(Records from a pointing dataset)
========
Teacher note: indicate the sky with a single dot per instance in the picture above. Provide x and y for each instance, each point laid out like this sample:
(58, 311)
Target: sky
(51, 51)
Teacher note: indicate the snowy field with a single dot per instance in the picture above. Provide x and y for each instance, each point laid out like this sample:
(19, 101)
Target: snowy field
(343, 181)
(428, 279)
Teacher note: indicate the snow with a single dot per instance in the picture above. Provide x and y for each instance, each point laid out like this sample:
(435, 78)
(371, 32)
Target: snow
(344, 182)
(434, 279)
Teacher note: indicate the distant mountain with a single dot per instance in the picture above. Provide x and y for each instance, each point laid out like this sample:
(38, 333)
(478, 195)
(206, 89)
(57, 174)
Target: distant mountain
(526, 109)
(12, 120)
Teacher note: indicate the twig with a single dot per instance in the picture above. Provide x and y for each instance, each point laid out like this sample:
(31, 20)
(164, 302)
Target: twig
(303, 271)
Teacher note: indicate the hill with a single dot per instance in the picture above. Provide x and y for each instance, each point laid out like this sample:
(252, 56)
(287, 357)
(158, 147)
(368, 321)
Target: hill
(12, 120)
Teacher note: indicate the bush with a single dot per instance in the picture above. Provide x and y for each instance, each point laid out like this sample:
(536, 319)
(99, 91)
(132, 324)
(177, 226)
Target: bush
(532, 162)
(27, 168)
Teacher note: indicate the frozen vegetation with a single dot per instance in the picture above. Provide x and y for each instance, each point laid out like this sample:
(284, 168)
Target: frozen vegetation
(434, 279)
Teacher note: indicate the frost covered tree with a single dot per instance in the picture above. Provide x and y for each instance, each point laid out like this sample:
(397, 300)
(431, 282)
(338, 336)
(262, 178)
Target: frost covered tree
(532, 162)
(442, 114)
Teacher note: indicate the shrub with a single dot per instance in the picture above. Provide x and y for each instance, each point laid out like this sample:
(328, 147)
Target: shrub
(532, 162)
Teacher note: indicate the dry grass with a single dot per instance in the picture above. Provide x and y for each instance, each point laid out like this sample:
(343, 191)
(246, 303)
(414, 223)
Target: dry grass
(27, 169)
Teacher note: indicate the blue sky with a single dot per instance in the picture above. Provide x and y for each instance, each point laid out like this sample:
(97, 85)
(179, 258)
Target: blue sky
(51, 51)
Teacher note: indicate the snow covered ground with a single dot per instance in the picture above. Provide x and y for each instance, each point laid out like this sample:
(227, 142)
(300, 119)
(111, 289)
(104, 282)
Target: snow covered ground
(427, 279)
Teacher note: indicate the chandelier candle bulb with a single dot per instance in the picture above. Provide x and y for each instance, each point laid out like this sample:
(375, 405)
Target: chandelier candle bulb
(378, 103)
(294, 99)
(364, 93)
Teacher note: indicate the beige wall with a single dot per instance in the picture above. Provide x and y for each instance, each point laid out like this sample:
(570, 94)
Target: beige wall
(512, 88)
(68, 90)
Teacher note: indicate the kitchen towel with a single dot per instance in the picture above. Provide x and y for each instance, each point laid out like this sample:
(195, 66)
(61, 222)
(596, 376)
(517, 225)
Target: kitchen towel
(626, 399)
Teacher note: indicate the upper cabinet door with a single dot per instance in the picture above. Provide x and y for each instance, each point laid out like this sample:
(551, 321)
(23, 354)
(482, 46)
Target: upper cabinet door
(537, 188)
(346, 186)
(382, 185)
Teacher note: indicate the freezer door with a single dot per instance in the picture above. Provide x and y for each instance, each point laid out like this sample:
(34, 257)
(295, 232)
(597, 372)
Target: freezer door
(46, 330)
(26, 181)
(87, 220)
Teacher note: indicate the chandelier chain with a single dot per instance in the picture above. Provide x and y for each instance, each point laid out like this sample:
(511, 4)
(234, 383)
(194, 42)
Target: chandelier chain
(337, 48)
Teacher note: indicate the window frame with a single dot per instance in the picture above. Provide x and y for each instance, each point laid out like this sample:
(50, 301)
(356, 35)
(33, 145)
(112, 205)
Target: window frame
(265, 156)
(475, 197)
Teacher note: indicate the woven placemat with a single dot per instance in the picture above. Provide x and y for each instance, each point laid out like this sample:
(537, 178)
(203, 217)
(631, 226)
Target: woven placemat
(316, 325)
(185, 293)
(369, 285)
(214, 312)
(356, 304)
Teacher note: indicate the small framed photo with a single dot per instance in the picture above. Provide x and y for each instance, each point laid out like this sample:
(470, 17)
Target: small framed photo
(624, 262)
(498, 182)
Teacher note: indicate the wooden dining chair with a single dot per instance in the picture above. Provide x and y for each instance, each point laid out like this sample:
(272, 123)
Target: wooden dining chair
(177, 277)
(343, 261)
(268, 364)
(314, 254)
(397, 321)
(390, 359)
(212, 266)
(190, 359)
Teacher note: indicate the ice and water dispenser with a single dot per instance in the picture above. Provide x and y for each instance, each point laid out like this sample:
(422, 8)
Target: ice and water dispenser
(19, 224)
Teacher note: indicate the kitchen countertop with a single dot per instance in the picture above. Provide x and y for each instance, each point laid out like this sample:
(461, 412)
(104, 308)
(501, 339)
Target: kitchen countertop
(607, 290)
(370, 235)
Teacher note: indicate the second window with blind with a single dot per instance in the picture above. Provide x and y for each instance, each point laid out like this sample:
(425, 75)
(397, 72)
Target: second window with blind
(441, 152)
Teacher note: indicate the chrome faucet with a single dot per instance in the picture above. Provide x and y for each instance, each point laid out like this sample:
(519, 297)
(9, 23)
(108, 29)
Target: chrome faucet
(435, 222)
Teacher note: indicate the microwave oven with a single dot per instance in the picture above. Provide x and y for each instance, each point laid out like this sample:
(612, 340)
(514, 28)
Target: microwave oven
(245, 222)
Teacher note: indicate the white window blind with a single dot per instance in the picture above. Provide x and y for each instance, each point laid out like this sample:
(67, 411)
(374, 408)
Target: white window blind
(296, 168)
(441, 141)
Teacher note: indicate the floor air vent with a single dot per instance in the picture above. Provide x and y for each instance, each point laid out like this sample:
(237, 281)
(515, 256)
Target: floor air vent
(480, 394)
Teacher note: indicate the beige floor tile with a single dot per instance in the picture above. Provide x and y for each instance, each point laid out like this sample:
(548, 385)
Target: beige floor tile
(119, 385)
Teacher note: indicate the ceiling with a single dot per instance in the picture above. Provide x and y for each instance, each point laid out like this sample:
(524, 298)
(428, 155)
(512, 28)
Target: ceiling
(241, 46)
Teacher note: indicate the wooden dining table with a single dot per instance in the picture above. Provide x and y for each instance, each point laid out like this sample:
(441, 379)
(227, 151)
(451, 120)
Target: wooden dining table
========
### Exercise prompt:
Return all of the lines above word for word, changing nothing.

### Correct answer:
Teacher note: indicate the sky with a single dot per instance in the picture above. Provide x and y for each instance, each point laid out like this sample:
(58, 311)
Target: sky
(51, 51)
Teacher note: indicate the snowy field with a single dot per instance in the picture above. Provide x and y for each instance, each point laid out like this sample:
(19, 101)
Target: snowy field
(343, 181)
(428, 279)
Teacher note: indicate the snow with a single dot per instance in the picture above. Provide x and y for each instance, each point laid out like this sample:
(435, 78)
(371, 32)
Target: snow
(344, 182)
(434, 279)
Teacher note: indicate the distant mountain with a single dot per instance in the picture above. Provide x and y for each instance, each point laid out like this sample:
(38, 333)
(478, 195)
(206, 89)
(57, 174)
Target: distant mountain
(526, 109)
(12, 120)
Teacher note: indicate the twig with a single dot per instance in the picture above. Provide x and y for each instance, each point laid out like this sample:
(31, 20)
(164, 302)
Target: twig
(303, 271)
Teacher note: indicate the hill with a single dot per instance in the picture above. Provide x and y for each instance, each point laid out like this sample:
(252, 56)
(287, 357)
(158, 147)
(368, 321)
Target: hill
(12, 120)
Teacher note: indicate the bush with a single dot per instance in the picture above. Provide x and y for each instance, each point laid out like this sample:
(536, 319)
(99, 91)
(132, 324)
(177, 226)
Target: bush
(532, 162)
(27, 168)
Teacher note: indicate the frozen vegetation with a single dot per instance in the picture above. Provide x and y for each instance, each point laid out like this sample:
(284, 168)
Target: frozen vegetation
(434, 279)
Teacher note: indicate the frost covered tree with a single dot per instance in the picture above. Provide x and y for each instance, each point laid out like this sample:
(397, 300)
(431, 282)
(338, 336)
(262, 178)
Target: frost covered tree
(532, 162)
(442, 114)
Teacher note: indicate the shrub with a single dot per instance in the picture above. Provide x and y for each instance, each point laid out like this sample:
(328, 147)
Target: shrub
(532, 162)
Teacher note: indicate the dry grass with a single dot per instance in the picture above. Provide x and y for each instance, each point laid out like this sample:
(343, 191)
(246, 303)
(414, 223)
Target: dry grass
(27, 169)
Teacher note: indicate the blue sky with a single dot per instance in the picture above. Provide x and y for each instance, each point laid out like this sample:
(97, 85)
(179, 258)
Target: blue sky
(51, 51)
Teacher note: indicate the snow covered ground with a single dot per instance in the picture above. Provide x and y for each instance, each point laid out like this sample:
(227, 142)
(300, 119)
(111, 289)
(104, 282)
Target: snow covered ground
(427, 279)
Teacher note: indicate the chandelier candle bulb with a single dot per instance in the picture above. Provide x and y for each instance, each point laid out like this sample:
(375, 405)
Target: chandelier candle bulb
(378, 103)
(294, 99)
(364, 93)
Teacher note: indicate the beige wall with a single dot per instance in the picture above. Provide x and y for each instance, each point laid out like this sample:
(570, 94)
Target: beige wall
(512, 88)
(68, 90)
Teacher note: indicate the kitchen towel with a single dot per instance in the picture above. Provide x and y for each instance, each point laid out like this sample:
(195, 66)
(61, 222)
(596, 376)
(517, 225)
Target: kitchen towel
(626, 399)
Teacher note: indicate the upper cabinet door with a single dot per instance in the picture above. Provide x and y for each instance, each point laid out like this sample:
(551, 321)
(23, 354)
(482, 46)
Target: upper cabinet door
(537, 188)
(346, 186)
(382, 185)
Teacher note: indicate the freezer door with a single dot per instance in the picture above. Provide x and y for each instance, each point laid out like this sample:
(34, 257)
(295, 232)
(597, 372)
Target: freezer door
(46, 330)
(26, 181)
(87, 220)
Teacher note: indicate the chandelier chain with a single dot per instance in the picture above. Provide x and y for each instance, each point laid out like this sample:
(511, 4)
(234, 383)
(194, 42)
Target: chandelier chain
(337, 48)
Teacher note: indicate the window frame with a single dot per instance in the picture above. Provide x and y for each instance, each point laid out like this sample:
(50, 301)
(356, 35)
(33, 145)
(112, 205)
Target: window frame
(265, 156)
(475, 197)
Teacher note: indicate the woven placemat with a single dot per instance in the picture above. Provide x and y for each instance, each point laid out like this sample:
(537, 178)
(203, 217)
(631, 226)
Target: woven placemat
(316, 325)
(185, 293)
(369, 285)
(214, 312)
(356, 304)
Teacher note: indicate the small framed photo with a single dot per instance in the picture above. Provide x and y for each instance, each point laid out like this sample:
(470, 17)
Target: small framed photo
(624, 262)
(498, 182)
Teacher note: indicate the wooden dining chair with a single dot per instance in the picture above. Provide x and y for each instance, each point laid out like this sample:
(272, 123)
Target: wooden dining chair
(177, 277)
(343, 261)
(268, 364)
(314, 254)
(397, 321)
(390, 359)
(212, 266)
(190, 359)
Teacher note: indicate the ice and water dispenser with a single dot per instance in the picture above. Provide x and y for each instance, each point laid out like this sample:
(422, 8)
Target: ice and water dispenser
(19, 224)
Teacher note: indicate the kitchen countertop with a single dot per instance in the picture above. Provide x and y for each instance, each point laid out like this sample:
(461, 412)
(104, 308)
(501, 339)
Target: kitchen countertop
(607, 290)
(370, 235)
Teacher note: indicate the second window with blind with a single dot per instance in the picture above. Provide x and y for each instance, each point laid out like this sample:
(425, 75)
(397, 72)
Target: second window with blind
(441, 152)
Teacher note: indicate the chrome faucet with a single dot per instance in the picture above. Provide x and y for each instance, each point laid out like this sample:
(519, 297)
(9, 23)
(108, 29)
Target: chrome faucet
(435, 222)
Teacher note: indicate the microwave oven with a single dot per instance in the picture above. Provide x and y for each instance, each point laid out like this sample:
(612, 340)
(514, 28)
Target: microwave oven
(245, 222)
Teacher note: indicate the white window blind with a single dot per instance in the picture above. Provide x and y for each instance, each point laid out like this sample:
(67, 411)
(374, 408)
Target: white window blind
(296, 168)
(441, 141)
Teacher note: indicate the floor air vent with a single dot per instance in the picture above. Provide x and y for each instance, each point laid out like this sample:
(237, 281)
(515, 256)
Target: floor air vent
(480, 394)
Teacher note: indicate the beige floor tile with a single dot per instance in the picture above. Provide x and y for each instance, each point laid out like this sample:
(548, 385)
Target: beige floor tile
(119, 385)
Teacher note: indicate the ceiling with a single dot per instance in the picture above. Provide x and y for each instance, each point laid out like this sample:
(524, 298)
(428, 155)
(512, 28)
Target: ceiling
(241, 46)
Teacher note: indicate the wooden dining table with a single dot per instance in the picture above. Provide x and y for each instance, each point laid out like this sample:
(441, 379)
(227, 151)
(451, 120)
Target: wooden dining table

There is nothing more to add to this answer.